- INSTRUCTIONS TO FOLLOW: Convert the material below into a JSON list of strings with one string per line, skipping blank lines and leaving out the pictures.

Dataset material about object locations:
[start]

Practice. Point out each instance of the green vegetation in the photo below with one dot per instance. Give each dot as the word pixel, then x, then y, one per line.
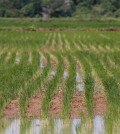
pixel 21 77
pixel 60 8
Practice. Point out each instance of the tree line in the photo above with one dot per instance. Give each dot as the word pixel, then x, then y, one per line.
pixel 60 8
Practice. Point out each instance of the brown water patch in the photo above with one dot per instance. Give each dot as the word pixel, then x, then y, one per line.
pixel 12 110
pixel 56 106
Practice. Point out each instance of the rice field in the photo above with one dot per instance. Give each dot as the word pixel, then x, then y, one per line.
pixel 59 82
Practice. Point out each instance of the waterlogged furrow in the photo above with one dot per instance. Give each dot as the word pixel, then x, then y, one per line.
pixel 56 104
pixel 78 104
pixel 112 89
pixel 56 74
pixel 70 86
pixel 35 103
pixel 32 94
pixel 88 82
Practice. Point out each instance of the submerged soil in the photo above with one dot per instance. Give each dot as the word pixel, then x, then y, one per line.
pixel 78 105
pixel 100 103
pixel 56 106
pixel 12 110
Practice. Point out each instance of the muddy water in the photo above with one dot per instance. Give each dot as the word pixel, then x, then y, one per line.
pixel 55 126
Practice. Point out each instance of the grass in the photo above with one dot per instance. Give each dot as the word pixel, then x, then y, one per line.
pixel 97 51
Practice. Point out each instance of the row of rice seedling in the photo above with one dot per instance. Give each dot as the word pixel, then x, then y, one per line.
pixel 112 92
pixel 35 72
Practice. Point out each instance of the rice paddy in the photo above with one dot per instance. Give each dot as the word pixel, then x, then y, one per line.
pixel 59 82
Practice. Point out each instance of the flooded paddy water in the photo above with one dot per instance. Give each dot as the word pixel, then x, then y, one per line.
pixel 52 126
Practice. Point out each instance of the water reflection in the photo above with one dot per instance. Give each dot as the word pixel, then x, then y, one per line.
pixel 99 127
pixel 36 127
pixel 59 126
pixel 14 127
pixel 75 124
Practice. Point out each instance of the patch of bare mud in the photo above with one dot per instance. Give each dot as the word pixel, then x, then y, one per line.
pixel 12 109
pixel 56 106
pixel 35 105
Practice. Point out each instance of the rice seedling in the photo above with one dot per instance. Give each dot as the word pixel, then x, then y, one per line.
pixel 45 73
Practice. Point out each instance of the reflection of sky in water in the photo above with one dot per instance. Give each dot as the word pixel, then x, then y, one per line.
pixel 58 124
pixel 18 58
pixel 99 127
pixel 14 127
pixel 79 82
pixel 65 75
pixel 36 127
pixel 73 126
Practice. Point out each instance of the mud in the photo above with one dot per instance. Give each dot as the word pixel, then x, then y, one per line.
pixel 56 106
pixel 12 110
pixel 100 103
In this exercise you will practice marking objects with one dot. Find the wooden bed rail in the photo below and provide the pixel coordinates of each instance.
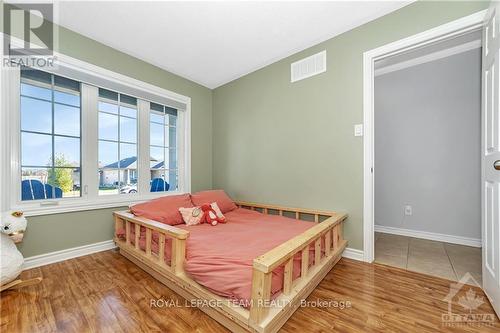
(326, 238)
(281, 209)
(124, 220)
(319, 248)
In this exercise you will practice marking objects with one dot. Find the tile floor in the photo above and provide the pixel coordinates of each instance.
(449, 261)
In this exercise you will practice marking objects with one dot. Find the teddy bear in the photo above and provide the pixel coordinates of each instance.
(211, 216)
(12, 226)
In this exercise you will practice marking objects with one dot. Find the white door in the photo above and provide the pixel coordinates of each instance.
(491, 157)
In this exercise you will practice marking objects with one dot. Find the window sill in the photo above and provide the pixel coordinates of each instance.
(48, 207)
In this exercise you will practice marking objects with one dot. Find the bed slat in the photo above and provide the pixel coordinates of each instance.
(317, 251)
(261, 293)
(148, 241)
(328, 242)
(288, 277)
(137, 236)
(304, 266)
(161, 249)
(127, 232)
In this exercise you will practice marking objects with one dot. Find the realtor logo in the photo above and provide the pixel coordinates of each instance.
(29, 34)
(468, 313)
(32, 23)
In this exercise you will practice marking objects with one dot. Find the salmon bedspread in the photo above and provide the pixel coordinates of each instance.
(220, 258)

[end]

- TASK OUTPUT:
[
  "Practice. Point out each instance of the green vegetation in the photo below with one dot per instance. Give each dot as the word pixel, then x, then y, one per line.",
  "pixel 21 77",
  "pixel 60 8",
  "Practice. Point out each instance of the tree line in the photo above with one dot per instance. Give each dot as the word pixel, then x, then y, one per line.",
  "pixel 60 8",
  "Practice. Point out each instance of the brown water patch in the photo above with one dot per instance. Give each dot as the word pixel, then x, then y, one per line.",
  "pixel 12 110",
  "pixel 56 106",
  "Practice. Point out each instance of the rice field in the photo above with one dot per instance. Give each dot as the word pixel, then x, then y, one per line.",
  "pixel 59 82",
  "Practice. Point out each instance of the waterlogged furrow in the photo above with one dot per instance. Give each dot as the word pixel, then x, then y, one per line.",
  "pixel 56 104",
  "pixel 78 104",
  "pixel 112 89",
  "pixel 56 74",
  "pixel 70 86",
  "pixel 35 103",
  "pixel 32 94",
  "pixel 88 82",
  "Practice. Point out each instance of the submerged soil in the photo above with one dot per instance. Give each dot as the word pixel, then x, then y, one per line.",
  "pixel 78 105",
  "pixel 100 103",
  "pixel 56 106",
  "pixel 12 110",
  "Practice. Point out each instance of the muddy water in the photo above with one dot per instance. Give each dot as the word pixel, then x, then y, one per line.",
  "pixel 55 126",
  "Practice. Point out each instance of the grass in the photo above with one dot per instance. Give each dot as the word pixel, then x, then y, one per line.",
  "pixel 97 51",
  "Practice. Point out each instance of the row of rice seedling in the photo above with one dot per instance. Give each dot as the word pixel, then x, then y, one per line.",
  "pixel 112 92",
  "pixel 35 72",
  "Practice. Point out each instance of the rice paddy in the photo above with one dot per instance. Give each dot as the word pixel, then x, then y, one per line.",
  "pixel 59 82",
  "Practice. Point out each instance of the flooded paddy water in the photo above with one dot per instance. Give each dot as the word pixel, then x, then y, one per line.",
  "pixel 52 126",
  "Practice. Point out each instance of the water reflection in the photo above with one dot per instance. Give each dot as the word pixel, then x, then y, one per line.",
  "pixel 99 127",
  "pixel 36 127",
  "pixel 59 126",
  "pixel 14 127",
  "pixel 75 124",
  "Practice. Point out each instance of the patch of bare mud in the photo above with one dot per instance. Give each dot as the word pixel, then x, then y, one per line.",
  "pixel 12 109",
  "pixel 56 106",
  "pixel 35 105",
  "Practice. Point out each instance of the rice seedling in the photo above with one dot per instance. Give each dot as the word pixel, then x, then y, one per line.",
  "pixel 45 73",
  "Practice. Point out each instance of the reflection of sky in water in the photo above with one dot per instance. Give each dot as the word pixel, then x, then y, one per line.",
  "pixel 58 124",
  "pixel 18 58",
  "pixel 99 127",
  "pixel 14 127",
  "pixel 79 82",
  "pixel 65 75",
  "pixel 36 127",
  "pixel 73 126",
  "Practice. Point out each instance of the mud in the photo above with one dot per instance. Give each dot as the word pixel, then x, then y, one per line.",
  "pixel 56 106",
  "pixel 12 110",
  "pixel 100 103",
  "In this exercise you will practice marking objects with one dot. Find the wooden bed rail in the photo below and provide the pixel coordinates of each instance.",
  "(326, 238)",
  "(281, 209)",
  "(124, 220)",
  "(319, 248)",
  "In this exercise you will practice marking objects with one dot. Find the tile floor in the photo above and provide the pixel coordinates of each instance.",
  "(449, 261)",
  "In this exercise you will practice marking objects with one dot. Find the teddy bear in the photo above and provide the pixel coordinates of each instance.",
  "(211, 216)",
  "(12, 226)",
  "In this exercise you will practice marking objects with one dot. Find the white door in the photo above and provide the pixel coordinates of each instance.",
  "(491, 157)",
  "In this exercise you will practice marking objects with one dot. Find the window sill in the photo above and provide the pixel coordinates of each instance.",
  "(48, 207)",
  "In this exercise you will practice marking objects with one dot. Find the bed slat in the photo above and provide the pixel coordinates of each instance.",
  "(317, 251)",
  "(261, 293)",
  "(148, 241)",
  "(328, 242)",
  "(288, 277)",
  "(137, 236)",
  "(304, 266)",
  "(161, 249)",
  "(127, 232)",
  "In this exercise you will practice marking objects with one dot. Find the realtor logo in the photo above and provide the pixel coordinates of each instance.",
  "(29, 34)",
  "(468, 313)",
  "(32, 23)",
  "In this exercise you will practice marking objects with one dot. Find the salmon bedspread in the photo above and provide the pixel coordinates of each instance.",
  "(220, 258)"
]